Aim: How many lines in the entries below contain the string "leaves"? Reply with the number alone.

+ + + + + + +

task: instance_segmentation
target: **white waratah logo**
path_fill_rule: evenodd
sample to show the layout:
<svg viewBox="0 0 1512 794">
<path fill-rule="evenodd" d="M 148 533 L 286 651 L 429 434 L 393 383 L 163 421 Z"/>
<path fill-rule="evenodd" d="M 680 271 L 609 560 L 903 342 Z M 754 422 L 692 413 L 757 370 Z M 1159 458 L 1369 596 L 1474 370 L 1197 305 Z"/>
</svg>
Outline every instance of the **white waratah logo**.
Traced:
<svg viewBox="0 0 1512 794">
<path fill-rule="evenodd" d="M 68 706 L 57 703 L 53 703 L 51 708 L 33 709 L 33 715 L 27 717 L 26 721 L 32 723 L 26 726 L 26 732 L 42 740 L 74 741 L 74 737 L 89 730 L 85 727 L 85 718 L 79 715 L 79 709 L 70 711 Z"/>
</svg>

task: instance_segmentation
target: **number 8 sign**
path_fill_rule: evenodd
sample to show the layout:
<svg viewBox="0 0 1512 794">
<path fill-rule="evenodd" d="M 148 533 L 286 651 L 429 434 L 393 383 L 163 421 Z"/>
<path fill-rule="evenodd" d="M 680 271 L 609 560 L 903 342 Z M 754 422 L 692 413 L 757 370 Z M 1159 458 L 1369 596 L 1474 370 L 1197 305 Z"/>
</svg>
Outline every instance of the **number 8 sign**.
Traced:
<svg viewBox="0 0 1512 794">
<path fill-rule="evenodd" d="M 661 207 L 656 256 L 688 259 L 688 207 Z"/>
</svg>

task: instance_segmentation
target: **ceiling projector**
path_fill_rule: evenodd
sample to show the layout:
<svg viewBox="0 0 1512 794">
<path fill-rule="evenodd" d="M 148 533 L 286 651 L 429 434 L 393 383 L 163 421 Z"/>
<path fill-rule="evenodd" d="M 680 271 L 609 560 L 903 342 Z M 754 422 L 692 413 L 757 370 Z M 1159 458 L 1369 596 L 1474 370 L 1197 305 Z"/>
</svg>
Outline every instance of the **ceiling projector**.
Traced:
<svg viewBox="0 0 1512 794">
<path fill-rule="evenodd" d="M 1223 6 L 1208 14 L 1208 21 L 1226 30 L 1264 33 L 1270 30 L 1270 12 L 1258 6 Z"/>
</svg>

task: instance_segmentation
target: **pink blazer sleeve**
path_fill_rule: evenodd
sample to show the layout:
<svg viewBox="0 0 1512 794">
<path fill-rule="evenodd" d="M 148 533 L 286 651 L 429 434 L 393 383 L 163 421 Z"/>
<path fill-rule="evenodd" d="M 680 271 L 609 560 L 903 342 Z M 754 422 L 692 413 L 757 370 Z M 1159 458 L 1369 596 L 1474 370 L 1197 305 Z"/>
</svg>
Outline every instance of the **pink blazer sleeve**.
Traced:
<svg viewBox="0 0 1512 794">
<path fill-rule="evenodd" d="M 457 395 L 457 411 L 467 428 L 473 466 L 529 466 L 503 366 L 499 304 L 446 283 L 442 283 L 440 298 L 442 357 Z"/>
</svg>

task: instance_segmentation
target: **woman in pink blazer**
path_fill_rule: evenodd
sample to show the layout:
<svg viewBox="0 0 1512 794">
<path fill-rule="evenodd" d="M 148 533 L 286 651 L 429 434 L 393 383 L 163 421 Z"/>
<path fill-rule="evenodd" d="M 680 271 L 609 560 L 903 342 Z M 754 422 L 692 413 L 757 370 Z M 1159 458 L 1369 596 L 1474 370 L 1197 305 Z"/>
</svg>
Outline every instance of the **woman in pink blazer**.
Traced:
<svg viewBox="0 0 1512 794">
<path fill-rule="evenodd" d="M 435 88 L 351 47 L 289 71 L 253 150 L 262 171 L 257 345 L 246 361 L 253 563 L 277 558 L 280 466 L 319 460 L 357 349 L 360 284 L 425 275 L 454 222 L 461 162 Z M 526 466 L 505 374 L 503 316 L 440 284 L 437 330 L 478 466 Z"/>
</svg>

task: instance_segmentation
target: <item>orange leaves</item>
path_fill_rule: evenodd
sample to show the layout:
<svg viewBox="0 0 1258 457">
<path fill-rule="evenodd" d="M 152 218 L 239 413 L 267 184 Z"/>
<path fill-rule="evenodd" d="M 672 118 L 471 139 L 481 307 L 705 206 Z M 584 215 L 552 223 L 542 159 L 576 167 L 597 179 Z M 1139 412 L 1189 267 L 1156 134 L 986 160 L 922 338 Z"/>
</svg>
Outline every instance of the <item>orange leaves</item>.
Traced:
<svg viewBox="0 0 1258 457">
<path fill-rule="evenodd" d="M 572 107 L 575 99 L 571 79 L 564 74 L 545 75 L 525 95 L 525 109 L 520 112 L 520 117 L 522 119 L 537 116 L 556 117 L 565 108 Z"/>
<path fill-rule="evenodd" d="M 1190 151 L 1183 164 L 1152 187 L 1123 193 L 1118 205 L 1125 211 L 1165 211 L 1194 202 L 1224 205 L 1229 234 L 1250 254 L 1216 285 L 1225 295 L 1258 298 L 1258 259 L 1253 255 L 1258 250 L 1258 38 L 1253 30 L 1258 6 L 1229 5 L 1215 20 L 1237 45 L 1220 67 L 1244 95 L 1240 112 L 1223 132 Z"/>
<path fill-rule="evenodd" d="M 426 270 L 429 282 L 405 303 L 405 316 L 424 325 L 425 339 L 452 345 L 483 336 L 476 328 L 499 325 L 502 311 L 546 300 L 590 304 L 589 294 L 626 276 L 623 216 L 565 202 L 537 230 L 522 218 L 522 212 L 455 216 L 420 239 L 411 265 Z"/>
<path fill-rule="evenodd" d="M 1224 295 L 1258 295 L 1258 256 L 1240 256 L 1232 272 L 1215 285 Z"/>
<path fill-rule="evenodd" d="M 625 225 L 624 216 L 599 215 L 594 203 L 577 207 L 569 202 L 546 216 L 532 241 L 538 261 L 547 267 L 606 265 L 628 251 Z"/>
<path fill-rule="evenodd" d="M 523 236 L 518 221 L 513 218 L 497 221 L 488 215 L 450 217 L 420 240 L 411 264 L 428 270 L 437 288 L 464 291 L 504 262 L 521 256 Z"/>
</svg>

+ + + + + + +

Task solution: 2